§ **What is being asked**
Please extend the post about redesigning the Kinunir battlecruiser under Traveller 5, starting right after its final sentence.

§ **Extract provided**
— START —

My Traveller group is making the transition to the new Traveller 5 rules. Or some of them, at any rate. Using the new ship design rules, I recreated the Kinunir class battlecruiser described in Adventure 1. The existing deckplan didn’t even follow the design rules set forth by Classic Traveller, so I threw it out the window, redesigned the ship entirely, and created a new more reasonable deckplan.
This version of the ship is not as independent as the original was, lacking the mechanical and electronics shops. The small apparent number of crew bunks is because the racks are stacked three high, and each bunk is shared by three crew members sleeping in shifts. This is the arrangement described on many U.S. Navy submarines, so I figure space ships may well have similar arrangements. The marines get more space because they have more time off, and they get restive when they feel too crowded.

— END —

§ **Source data**
— START —

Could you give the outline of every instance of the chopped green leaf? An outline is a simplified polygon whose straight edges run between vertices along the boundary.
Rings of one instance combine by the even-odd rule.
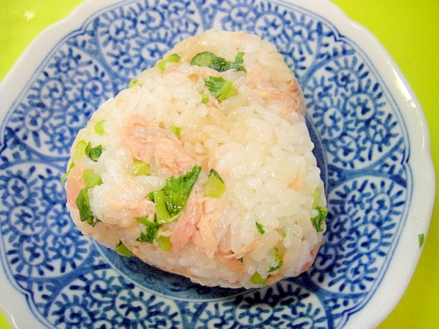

— END —

§ **Exercise result**
The maneuver drives described in the rules are a gravity-manipulating device that apparently pushes or pulls against the gravity well of a large mass. Since there is no reason for them to be expelling hot gasses out of nozzles on the back of the ship, this and any future designs I make will likely feature a maneuver drive near the center of mass of the ship rather than at the rear. The jump drive is required to form a bubble or field around the entire vessel, so I gave it the entire central corridor on the center deck for similar reasons. And because it gives engineers an excuse to be running up and down a long corridor with sparks flying everywhere when something goes wrong!
I am going to stick with this sparse black-and-white scheme for deckplans and probably many floor plans because it’s easy to print and because ideally I’d like my descriptions to evoke the environment rather than a picture. Also, it lets the same deckplan serve for a shiny new vessel right off the assembly line or a decrepit old beater that’s mostly duct tape and chewing gum.
On to the pictures!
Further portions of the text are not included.